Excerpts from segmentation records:
──────

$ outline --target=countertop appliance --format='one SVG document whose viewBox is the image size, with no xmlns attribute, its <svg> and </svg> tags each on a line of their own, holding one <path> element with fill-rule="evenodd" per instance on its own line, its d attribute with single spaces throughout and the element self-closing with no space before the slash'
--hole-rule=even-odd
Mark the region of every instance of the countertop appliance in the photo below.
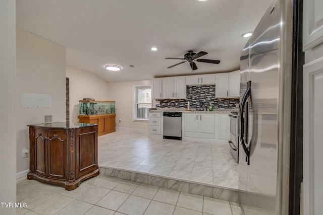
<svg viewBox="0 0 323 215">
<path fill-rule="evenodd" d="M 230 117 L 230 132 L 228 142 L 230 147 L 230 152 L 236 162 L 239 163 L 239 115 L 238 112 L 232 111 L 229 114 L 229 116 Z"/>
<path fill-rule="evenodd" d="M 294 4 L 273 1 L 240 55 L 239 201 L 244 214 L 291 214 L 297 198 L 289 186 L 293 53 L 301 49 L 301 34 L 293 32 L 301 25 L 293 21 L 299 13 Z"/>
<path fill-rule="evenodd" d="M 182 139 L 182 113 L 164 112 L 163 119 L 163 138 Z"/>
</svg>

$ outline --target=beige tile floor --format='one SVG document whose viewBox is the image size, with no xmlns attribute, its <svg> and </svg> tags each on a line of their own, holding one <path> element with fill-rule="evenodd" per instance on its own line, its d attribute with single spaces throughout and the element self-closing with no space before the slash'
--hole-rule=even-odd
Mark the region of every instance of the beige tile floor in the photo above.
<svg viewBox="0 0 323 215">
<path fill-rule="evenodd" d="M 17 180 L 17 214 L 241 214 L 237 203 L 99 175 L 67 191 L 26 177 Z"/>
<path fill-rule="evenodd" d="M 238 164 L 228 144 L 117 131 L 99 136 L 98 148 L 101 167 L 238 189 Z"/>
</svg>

──────

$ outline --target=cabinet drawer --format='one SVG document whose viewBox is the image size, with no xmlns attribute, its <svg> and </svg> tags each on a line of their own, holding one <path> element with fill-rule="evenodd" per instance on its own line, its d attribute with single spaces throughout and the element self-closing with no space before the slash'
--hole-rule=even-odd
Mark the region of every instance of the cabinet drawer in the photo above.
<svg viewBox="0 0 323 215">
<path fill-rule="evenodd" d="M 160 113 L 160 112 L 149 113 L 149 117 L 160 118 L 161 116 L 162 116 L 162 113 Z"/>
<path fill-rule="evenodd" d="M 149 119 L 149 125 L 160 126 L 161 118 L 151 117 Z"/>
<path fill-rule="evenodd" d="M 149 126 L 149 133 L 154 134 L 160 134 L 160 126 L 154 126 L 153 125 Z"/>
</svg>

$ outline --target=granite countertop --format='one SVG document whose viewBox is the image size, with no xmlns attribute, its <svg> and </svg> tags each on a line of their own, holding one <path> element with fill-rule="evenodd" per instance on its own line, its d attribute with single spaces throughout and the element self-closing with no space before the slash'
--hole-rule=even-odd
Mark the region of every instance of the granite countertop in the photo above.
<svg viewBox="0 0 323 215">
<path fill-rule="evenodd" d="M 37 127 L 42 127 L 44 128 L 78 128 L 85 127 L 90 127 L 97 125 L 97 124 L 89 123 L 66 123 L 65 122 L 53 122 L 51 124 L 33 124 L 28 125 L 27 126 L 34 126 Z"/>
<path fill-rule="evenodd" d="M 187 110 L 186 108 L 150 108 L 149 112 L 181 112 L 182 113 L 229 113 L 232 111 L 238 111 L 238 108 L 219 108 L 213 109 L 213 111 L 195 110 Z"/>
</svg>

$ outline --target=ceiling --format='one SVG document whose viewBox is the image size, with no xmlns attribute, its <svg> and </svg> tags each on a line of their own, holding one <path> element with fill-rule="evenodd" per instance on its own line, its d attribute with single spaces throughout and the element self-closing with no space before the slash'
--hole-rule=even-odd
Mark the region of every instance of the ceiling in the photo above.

──────

### DESCRIPTION OF THE TASK:
Convert the lines of the material above starting at the one containing "outline --target=ceiling --format='one" and ending at the one containing "Mark the region of every instance of the ceiling" into a JSON list of strings, one string per line, leaving out any blank lines.

### RESPONSE TO THIS EXERCISE:
[
  "$ outline --target=ceiling --format='one SVG document whose viewBox is the image size, with no xmlns attribute, its <svg> and </svg> tags each on a line of their own, holding one <path> element with fill-rule=\"evenodd\" per instance on its own line, its d attribute with single spaces throughout and the element self-closing with no space before the slash'",
  "--hole-rule=even-odd",
  "Mark the region of every instance of the ceiling in the photo above."
]